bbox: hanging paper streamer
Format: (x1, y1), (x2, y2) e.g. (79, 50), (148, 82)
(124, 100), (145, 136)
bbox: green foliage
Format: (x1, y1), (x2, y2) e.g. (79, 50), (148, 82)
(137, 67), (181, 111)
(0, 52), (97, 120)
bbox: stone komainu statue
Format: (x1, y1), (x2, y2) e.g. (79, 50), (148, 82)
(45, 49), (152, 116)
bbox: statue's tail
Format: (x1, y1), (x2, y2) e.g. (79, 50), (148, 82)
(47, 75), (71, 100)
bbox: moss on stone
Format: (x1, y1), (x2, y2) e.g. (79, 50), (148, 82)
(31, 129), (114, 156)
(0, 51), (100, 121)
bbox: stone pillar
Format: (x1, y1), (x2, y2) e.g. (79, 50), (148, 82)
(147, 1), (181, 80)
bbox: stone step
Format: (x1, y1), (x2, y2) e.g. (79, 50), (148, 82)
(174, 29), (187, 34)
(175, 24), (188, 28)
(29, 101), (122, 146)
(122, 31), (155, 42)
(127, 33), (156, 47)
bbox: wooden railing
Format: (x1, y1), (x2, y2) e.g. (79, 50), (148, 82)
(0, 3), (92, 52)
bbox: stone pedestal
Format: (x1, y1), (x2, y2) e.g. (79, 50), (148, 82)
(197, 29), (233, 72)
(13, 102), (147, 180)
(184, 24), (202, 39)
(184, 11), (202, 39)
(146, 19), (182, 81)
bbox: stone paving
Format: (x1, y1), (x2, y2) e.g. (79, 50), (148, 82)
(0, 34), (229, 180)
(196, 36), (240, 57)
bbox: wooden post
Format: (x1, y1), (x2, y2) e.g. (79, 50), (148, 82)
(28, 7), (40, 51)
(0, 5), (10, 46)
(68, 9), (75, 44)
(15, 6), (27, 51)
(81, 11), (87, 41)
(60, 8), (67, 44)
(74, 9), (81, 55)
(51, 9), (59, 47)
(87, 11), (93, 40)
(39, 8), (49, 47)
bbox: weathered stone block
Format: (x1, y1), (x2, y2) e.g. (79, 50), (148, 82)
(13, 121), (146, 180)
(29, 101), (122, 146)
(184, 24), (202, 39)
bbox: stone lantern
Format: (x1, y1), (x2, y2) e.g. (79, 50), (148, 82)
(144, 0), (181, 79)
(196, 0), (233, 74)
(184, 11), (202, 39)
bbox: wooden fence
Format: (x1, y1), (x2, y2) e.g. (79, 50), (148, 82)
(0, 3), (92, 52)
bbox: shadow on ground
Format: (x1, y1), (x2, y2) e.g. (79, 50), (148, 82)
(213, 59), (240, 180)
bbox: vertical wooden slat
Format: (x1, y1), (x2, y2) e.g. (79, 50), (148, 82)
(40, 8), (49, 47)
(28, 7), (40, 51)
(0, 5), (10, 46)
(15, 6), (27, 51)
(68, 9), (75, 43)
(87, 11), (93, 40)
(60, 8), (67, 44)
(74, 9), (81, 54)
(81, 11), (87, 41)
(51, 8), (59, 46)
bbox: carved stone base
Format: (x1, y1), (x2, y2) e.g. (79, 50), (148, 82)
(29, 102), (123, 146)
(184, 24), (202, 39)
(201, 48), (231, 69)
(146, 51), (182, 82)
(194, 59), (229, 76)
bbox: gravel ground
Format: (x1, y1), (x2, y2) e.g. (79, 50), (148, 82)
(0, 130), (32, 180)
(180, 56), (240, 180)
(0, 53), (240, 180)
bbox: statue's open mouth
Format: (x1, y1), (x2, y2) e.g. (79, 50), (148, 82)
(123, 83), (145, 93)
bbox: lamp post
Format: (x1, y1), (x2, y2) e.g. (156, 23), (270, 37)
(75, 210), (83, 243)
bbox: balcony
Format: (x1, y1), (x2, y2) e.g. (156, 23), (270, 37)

## Work to be completed:
Reproduce verbatim the rows from the line containing "bbox: lamp post" through the last line of the rows, both ends included.

## Response for this exercise:
bbox: lamp post
Format: (x1, y1), (x2, y2) e.g. (156, 23), (270, 37)
(75, 210), (83, 243)
bbox: balcony
Format: (x1, y1), (x2, y2) e.g. (156, 23), (270, 37)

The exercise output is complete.